▸ **Exercise description**
The listing below must be duplicated in full, with nothing altered.
=== Begin Enclosure ===
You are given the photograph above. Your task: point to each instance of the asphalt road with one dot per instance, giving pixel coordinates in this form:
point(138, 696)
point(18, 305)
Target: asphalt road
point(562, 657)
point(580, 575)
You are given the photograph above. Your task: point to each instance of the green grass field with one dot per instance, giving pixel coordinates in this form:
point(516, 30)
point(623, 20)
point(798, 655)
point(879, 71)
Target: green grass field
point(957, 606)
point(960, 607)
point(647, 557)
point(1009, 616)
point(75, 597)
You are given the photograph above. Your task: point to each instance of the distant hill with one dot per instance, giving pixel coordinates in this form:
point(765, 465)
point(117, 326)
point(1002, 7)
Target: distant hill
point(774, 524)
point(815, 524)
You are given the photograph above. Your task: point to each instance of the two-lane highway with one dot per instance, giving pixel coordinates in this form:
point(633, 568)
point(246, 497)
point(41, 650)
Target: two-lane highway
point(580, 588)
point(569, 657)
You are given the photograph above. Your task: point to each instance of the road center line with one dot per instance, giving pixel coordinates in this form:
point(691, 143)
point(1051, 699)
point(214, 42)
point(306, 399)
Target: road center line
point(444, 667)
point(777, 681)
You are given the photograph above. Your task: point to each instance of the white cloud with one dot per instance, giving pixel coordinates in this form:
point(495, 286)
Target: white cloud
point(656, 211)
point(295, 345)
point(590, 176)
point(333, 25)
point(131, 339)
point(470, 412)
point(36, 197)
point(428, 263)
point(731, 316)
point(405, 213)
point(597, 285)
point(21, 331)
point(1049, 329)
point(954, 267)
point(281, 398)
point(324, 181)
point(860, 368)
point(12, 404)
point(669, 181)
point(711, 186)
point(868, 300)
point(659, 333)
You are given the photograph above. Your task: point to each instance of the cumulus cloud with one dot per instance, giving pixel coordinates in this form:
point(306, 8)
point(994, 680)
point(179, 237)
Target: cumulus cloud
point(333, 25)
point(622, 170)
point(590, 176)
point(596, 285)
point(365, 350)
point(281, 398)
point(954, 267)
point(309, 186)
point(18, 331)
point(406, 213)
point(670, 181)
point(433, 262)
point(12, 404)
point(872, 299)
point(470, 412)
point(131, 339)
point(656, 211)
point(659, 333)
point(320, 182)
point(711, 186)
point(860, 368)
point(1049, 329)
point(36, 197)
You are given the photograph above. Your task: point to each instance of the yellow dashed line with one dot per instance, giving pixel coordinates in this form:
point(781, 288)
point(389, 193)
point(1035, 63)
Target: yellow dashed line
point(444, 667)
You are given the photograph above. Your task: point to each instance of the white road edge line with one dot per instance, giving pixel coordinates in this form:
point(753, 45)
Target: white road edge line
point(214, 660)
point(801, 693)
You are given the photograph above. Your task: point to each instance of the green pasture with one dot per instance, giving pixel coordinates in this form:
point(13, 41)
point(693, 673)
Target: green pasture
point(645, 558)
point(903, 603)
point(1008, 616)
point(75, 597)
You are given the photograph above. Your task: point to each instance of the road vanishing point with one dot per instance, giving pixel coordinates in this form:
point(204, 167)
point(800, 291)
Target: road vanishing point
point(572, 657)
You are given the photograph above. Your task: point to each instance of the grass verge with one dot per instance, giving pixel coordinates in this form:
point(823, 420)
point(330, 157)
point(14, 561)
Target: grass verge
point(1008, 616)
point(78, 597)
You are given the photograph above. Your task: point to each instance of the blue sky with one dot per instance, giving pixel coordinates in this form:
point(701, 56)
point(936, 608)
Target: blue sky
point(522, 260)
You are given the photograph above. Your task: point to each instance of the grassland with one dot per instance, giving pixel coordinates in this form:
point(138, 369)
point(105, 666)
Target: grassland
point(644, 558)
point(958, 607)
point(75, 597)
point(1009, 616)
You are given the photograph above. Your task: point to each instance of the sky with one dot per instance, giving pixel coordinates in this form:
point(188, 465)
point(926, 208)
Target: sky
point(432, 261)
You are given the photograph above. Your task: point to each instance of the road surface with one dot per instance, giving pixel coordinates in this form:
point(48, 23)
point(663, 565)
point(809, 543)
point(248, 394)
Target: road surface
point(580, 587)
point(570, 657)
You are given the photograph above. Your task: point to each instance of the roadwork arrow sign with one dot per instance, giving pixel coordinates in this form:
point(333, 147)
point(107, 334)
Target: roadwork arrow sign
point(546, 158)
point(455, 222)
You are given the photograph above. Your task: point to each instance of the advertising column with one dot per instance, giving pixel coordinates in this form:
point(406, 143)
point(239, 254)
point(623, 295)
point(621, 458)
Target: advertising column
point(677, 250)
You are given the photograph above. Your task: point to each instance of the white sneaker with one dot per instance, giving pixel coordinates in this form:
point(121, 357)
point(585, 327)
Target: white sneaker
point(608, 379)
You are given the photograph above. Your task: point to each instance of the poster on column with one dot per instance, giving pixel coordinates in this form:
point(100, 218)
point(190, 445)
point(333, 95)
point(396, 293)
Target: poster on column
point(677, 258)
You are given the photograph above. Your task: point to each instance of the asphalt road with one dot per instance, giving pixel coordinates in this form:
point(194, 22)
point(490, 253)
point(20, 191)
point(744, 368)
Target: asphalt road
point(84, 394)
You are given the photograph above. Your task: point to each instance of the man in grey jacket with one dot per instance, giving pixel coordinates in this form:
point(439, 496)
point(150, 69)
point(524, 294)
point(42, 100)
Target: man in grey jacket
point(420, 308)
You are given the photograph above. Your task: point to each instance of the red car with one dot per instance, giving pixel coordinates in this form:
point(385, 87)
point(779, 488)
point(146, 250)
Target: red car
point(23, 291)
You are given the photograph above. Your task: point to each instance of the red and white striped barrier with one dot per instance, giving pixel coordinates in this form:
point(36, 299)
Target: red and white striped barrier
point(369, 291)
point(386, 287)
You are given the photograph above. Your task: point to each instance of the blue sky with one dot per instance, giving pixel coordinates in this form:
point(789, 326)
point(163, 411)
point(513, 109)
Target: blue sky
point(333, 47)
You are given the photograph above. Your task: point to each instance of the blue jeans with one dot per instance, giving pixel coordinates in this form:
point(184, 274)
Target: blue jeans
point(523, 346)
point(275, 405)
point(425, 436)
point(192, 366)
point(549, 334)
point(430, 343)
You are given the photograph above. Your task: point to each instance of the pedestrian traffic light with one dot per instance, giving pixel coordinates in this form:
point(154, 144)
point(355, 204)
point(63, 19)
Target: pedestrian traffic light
=== End Enclosure ===
▸ **Exercise solution**
You are given the photograph above. Your task: point to each instance of the asphalt road with one dot per instance, giving pixel coordinates in this form:
point(138, 696)
point(18, 305)
Target: asphalt road
point(562, 657)
point(580, 575)
You are given the photograph above. Your task: point to each instance of the green grass field with one dot per instance, giving pixel coordinates in this form:
point(516, 30)
point(623, 20)
point(798, 655)
point(879, 71)
Target: green grass field
point(957, 606)
point(960, 607)
point(647, 557)
point(1009, 616)
point(75, 597)
You are given the photograph above. Your task: point to each instance of the distant hill with one dot per instance, giving pixel coordinates in this form:
point(765, 465)
point(117, 326)
point(1002, 7)
Target: distant hill
point(774, 524)
point(815, 524)
You are given the photograph above. Your task: point to each instance of the two-lane highway with one dot per instance, giving pixel coordinates in this form:
point(633, 568)
point(246, 497)
point(41, 650)
Target: two-lane highway
point(580, 588)
point(569, 657)
You are given the photograph above. Your task: point to each instance of the road center line with one dot per instance, giving pixel coordinates in this form:
point(691, 143)
point(1051, 699)
point(214, 42)
point(306, 399)
Target: road center line
point(444, 667)
point(777, 681)
You are given the photograph above. Your task: point to each instance of the white cloud with one dot per instance, giving pixel coordinates in this form:
point(495, 286)
Target: white cloud
point(656, 211)
point(295, 345)
point(590, 176)
point(333, 25)
point(131, 339)
point(470, 412)
point(36, 197)
point(428, 263)
point(731, 316)
point(405, 213)
point(597, 285)
point(21, 331)
point(1049, 329)
point(954, 267)
point(281, 398)
point(324, 181)
point(860, 368)
point(12, 404)
point(669, 181)
point(711, 186)
point(868, 300)
point(659, 333)
You are given the photograph above. Your task: point to each instance of the cumulus cloud with one dot per instance, giving pixel coordinates in this form:
point(306, 8)
point(994, 680)
point(179, 237)
Target: cumulus cloud
point(333, 25)
point(622, 170)
point(590, 176)
point(596, 285)
point(365, 350)
point(281, 398)
point(954, 267)
point(309, 186)
point(18, 331)
point(406, 213)
point(670, 181)
point(433, 262)
point(12, 404)
point(872, 299)
point(470, 412)
point(131, 339)
point(656, 211)
point(659, 333)
point(320, 182)
point(711, 186)
point(860, 368)
point(1049, 329)
point(36, 197)
You are given the photograph above. Your task: point to each instance of the yellow dashed line with one dot per instance, giving pixel coordinates in this form:
point(781, 288)
point(389, 193)
point(1035, 63)
Target: yellow dashed line
point(444, 667)
You are given the photograph above. Your task: point to each instance of the white road edge line with one dot per instance, giving pixel coordinates in this form:
point(753, 45)
Target: white road edge line
point(214, 660)
point(801, 693)
You are given the photograph above. Your task: point to each instance of the green pasture with one dot per instance, giving pixel coordinates in this form:
point(13, 41)
point(693, 673)
Target: green pasture
point(645, 558)
point(903, 603)
point(1008, 616)
point(75, 597)
You are given the photograph above. Your task: point to each instance of the road vanishing point with one dot per instance, giving pixel coordinates in this form:
point(204, 167)
point(800, 291)
Target: road vanishing point
point(572, 657)
You are given the photograph above. Your task: point to each instance of the grass verge with one dot per instance, giving pixel coordinates in this form:
point(823, 420)
point(330, 157)
point(14, 561)
Target: grass verge
point(1008, 616)
point(78, 597)
You are given the photograph above. Your task: point to each instance of the blue sky with one dot per instance, giving pixel coordinates in this form:
point(701, 56)
point(936, 608)
Target: blue sky
point(522, 260)
You are given the photograph above. Your task: point to each instance of the grassland with one dot per instance, giving pixel coordinates in this form:
point(138, 369)
point(105, 666)
Target: grassland
point(644, 558)
point(958, 607)
point(75, 597)
point(1009, 616)
You are given the photograph above. Your task: point to each instance of the sky with one dot per instance, giving pixel coordinates in this form:
point(188, 465)
point(926, 208)
Target: sky
point(432, 261)
You are given the photograph above. Your task: point to each instance of the road surface with one dot per instance, giving pixel coordinates in this form:
point(48, 23)
point(663, 565)
point(809, 543)
point(248, 394)
Target: road surface
point(580, 587)
point(570, 657)
You are given the photograph above. Your task: point to each instance of the roadwork arrow sign with one dot per instance, giving pixel coordinates in this form:
point(333, 147)
point(107, 334)
Target: roadwork arrow sign
point(546, 158)
point(455, 222)
You are given the photograph above. Your task: point to each instance of the advertising column with one dot per instance, giving pixel coordinates in this form:
point(406, 143)
point(239, 254)
point(623, 295)
point(621, 458)
Target: advertising column
point(677, 250)
You are given the photograph above. Your task: point to each instance of the white sneaker with one dot per instance, giving pixel coordinates in this form:
point(121, 357)
point(585, 327)
Target: white sneaker
point(608, 379)
You are given the photograph above. Your task: point to each instance of the poster on column with one dot per instance, giving pixel coordinates in this form:
point(100, 218)
point(190, 445)
point(333, 95)
point(396, 293)
Target: poster on column
point(677, 258)
You are given the photograph above. Your task: point to each instance of the asphalt road with one dot per instance, giving pixel coordinates in this form:
point(194, 22)
point(490, 253)
point(20, 191)
point(744, 368)
Target: asphalt road
point(84, 394)
You are given the photograph above. Your task: point to each instance of the man in grey jacket with one dot per instance, giving pixel coordinates in this form:
point(439, 496)
point(150, 69)
point(524, 294)
point(42, 100)
Target: man in grey jacket
point(420, 308)
You are given the photograph above. Your task: point to each instance of the red car with one dot per instance, giving pixel coordinates in this form:
point(385, 87)
point(779, 488)
point(146, 250)
Target: red car
point(23, 291)
You are given the photograph above. Your task: point to each instance of the red and white striped barrier with one dot per instance, giving pixel coordinates in this form:
point(36, 299)
Target: red and white striped barrier
point(369, 291)
point(386, 287)
You are given the photograph above. Your task: point to each instance of the blue sky with one dot per instance, giving pixel coordinates in this form:
point(789, 326)
point(163, 411)
point(513, 109)
Target: blue sky
point(333, 47)
You are given the photograph above. Your task: point to each instance of the blue jeans with one dot per instance, giving pixel coordinates in this form:
point(184, 274)
Target: blue jeans
point(523, 346)
point(275, 405)
point(425, 436)
point(192, 366)
point(549, 334)
point(430, 343)
You are given the photograph above. Your task: point to each instance of the pedestrian traffic light with one dot per instance, giving pixel coordinates in this form:
point(154, 144)
point(355, 204)
point(63, 19)
Target: pedestrian traffic light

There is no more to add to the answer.